[Passage to read]:
The law prohibits forced and bonded labor by children and generally enforces this prohibition effectively with respect to citizen children (see Section 6.c.).

e. Acceptable Conditions of Work

There is no minimum wage, although the law provides the Amir with authority to set one. The average wage provides a decent standard of living for a worker and family. The law prescribes a 48-hour workweek with a 24-hour rest period, although most government offices follow a 36-hours-per-week work schedule. Employees who work more than 48 hours per week, or 36 hours per week during the Muslim month of Ramadan, are entitled to overtime pay. This law is adhered to in government offices and major private sector companies. It is not observed with respect to unskilled laborers and domestic and personal employees, all of whom, with scant exception, are foreigners. Many such workers frequently work 7 days per week, and more than 12 hours per day with few or no holidays, no overtime pay, and no effective way to redress grievances.

The Government has enacted regulations regarding worker safety, but enforcement, which is the responsibility of the Ministry of Energy and Industry, is lax. The Department of Public Safety oversees safety training and conditions, and the state-run petroleum company has its own safety standards and procedures. The law lists partial and permanent disabilities for which compensation may be awarded, some connected with handling chemicals and petroleum products or construction injuries. The law does not specifically set rates of payment and compensation. Workers who suffer work-related sickness or injuries receive free medical treatment provided by the Government. The law does not provide workers specifically the right to remove themselves from hazardous work conditions, and workers often hesitate to remove themselves from hazardous work conditions because of fear of dismissal.

Foreign workers may enter the country on a visitor's visa, but a sponsor then is needed to convert the visitor's visa to a work visa and the worker must have his sponsor's permission to depart the country. The Government also penalizes citizen employers who severely violate residence and sponsorship laws by prohibiting them from importing labor until they rectify the situation. The law provides any worker with the right to seek legal relief from onerous work conditions; however, domestic servants generally do not pursue such relief in order to avoid repatriation. Employers mistreated some foreign domestic servants. Such mistreatment generally involves the nonpayment or late payment of wages; in some cases it involves rape and physical abuse (see Section 5).

f. Trafficking in Persons

The law prohibits prostitution and trafficking in persons; however, there were reports that both children and women were trafficked to the country.

Children age 4-15, mostly of African, Pakistani, and Bangladeshi origin, are used as jockeys in camel races. Guardians and handlers, who often pose as parents, bring the children into the country and supervise their training. They live in difficult conditions and train on a daily basis to become riders.

The country also is a destination for trafficked women and girls. Women from East Asia, South Asia, and Africa travel to the country to work as domestic servants and some have reported being forced into domestic servitude and sexual exploitation.

The Government does not investigate or prosecute traffickers actively. The Government repatriates victims of trafficking upon discovering their presence and does not provide assistance to victims. It does not support public awareness campaigns regarding the problem of trafficking of women and girls. A national campaign to set the minimum age of 15 and minimum weight of 100 pounds for camel jockeys was undertaken in April. The Supreme Council for Family Affairs claims that it is a top priority, and it is the subject of an ongoing media and public awareness campaign.

[Given information]:
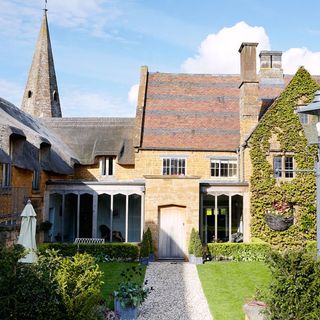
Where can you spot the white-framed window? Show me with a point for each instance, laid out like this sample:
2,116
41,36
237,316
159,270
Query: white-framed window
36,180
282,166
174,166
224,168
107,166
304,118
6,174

==

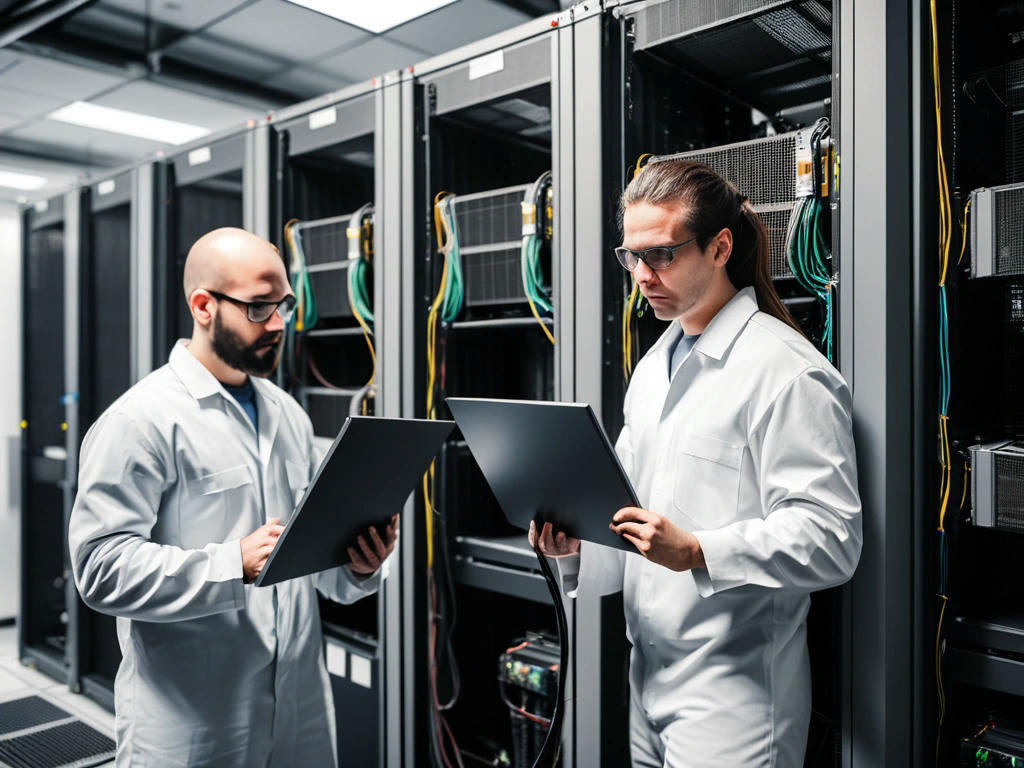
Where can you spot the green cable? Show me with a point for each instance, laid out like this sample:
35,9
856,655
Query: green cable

[Exercise aim]: According to the passage on working conditions and trafficking, which ministry is responsible for enforcing worker safety regulations?

[Answer area]: The Ministry of Energy and Industry.